## Text block
● ● ● ● ●
What Do You Want and How Can We Help?

Recently, I was forwarded an email from one of our CSTA members asking for some help finding curriculum resources for teaching computer science in the classroom. It was refreshing and satisfying to be able to answer this teacher’s email. Hopefully there will be some information in that email that will be of use to this teacher.
As the chairperson for the membership committee, I wish I received more emails of this type. What is it that our members want from CSTA? What curriculum resources are there that you need help identifying? I understand that we all would like more money for our programs, but there are great free resources that many of us use and are able to pass on to others.
Every two years, CSTA conducts a survey of its members to determine the importance of our current benefits, but sometimes just a person asking for help can be a better way of determining needs than a survey.
I encourage our members to use this blog as a way to ask for help.
What kind of resources are you looking for?
How can CSTA help you out?
Let us know!
Dave Burkhart
CSTA Membership Chairperson

3 thoughts on “What Do You Want and How Can We Help?

  1. Hi,
    Enrollment is at an all-time low and I need a marketing hook. Currently, it is robotics but even this is falling out of favour with my students.
● ● ● ● ●
## Data
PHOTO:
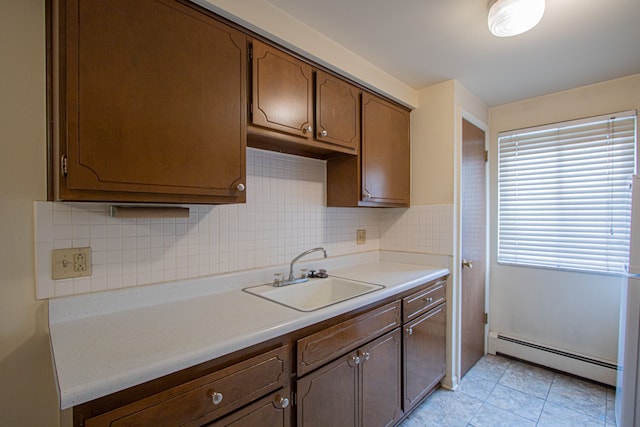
● ● ● ● ●
## Parts of the exercise
- a) According to the CSTA blog post, how often does CSTA survey its members?
- b) Continue the CSTA blog post and its comments from the point where the text stops.

## Answers for each item
- a) Every two years.

- b)
    Has anyone studied 3-D gaming environments and their applicability in the classroom? I’ve looked at Game Maker (too simple, little resources), Microsoft’s XNA (too hardware intensive, little resources) and Alice (too buggy)…
    I need something that looks like what they are used to at home on their XBox yet is as simple as Game Maker yet doesn’t cost $3000 per seat licence.
    Thanks,
    TB

  2. Your curriculum resources have been great. Between those and some others I’ve gathered from people I know, I’ve been able to build a syllabus for next year’s Intro to CS course. The biggest issue I have right now is training. I, like many other CS teachers I’ve met, do not have a degree in CS. I’m self taught. The teaching part I have plenty of experience in. The CS part I have less experience in. And I don’t have the time or money to invest in a CS degree right now–or even a single course. While there are some free online courses out there, I don’t really need the intro to cs course in full. What I need are short courses in the kinds of things I might teach, especially beyond the intro course. What’s the best way to teach game programming, for example, and what kinds of environments work best? What lessons do people use for that?
    I think one of the biggest challenges for CS teachers is that there are so many different ways to teach it. It’s not like math or biology, where there’s a pretty accepted set of principle to be taught. Even if we agreed on a set of CS principles (which I think we’re close to), we then have the problem of how to teach them. Do we use a particular language–if so, which one? Do we skip programming? Where do things like hardware fit in? What about such basic concepts as the differences between operating systems? It’s easy to get lost in all the different options.

  3. I would second Tom’s suggestion about marketing. I have only 4 kids in robotics and I’m not sure they’d do it again given the choice. I teach at an all girls’ school, so I’m thinking about offering e-textiles with micro-controllers next year. Everything costs so much, though. It’s frustrating.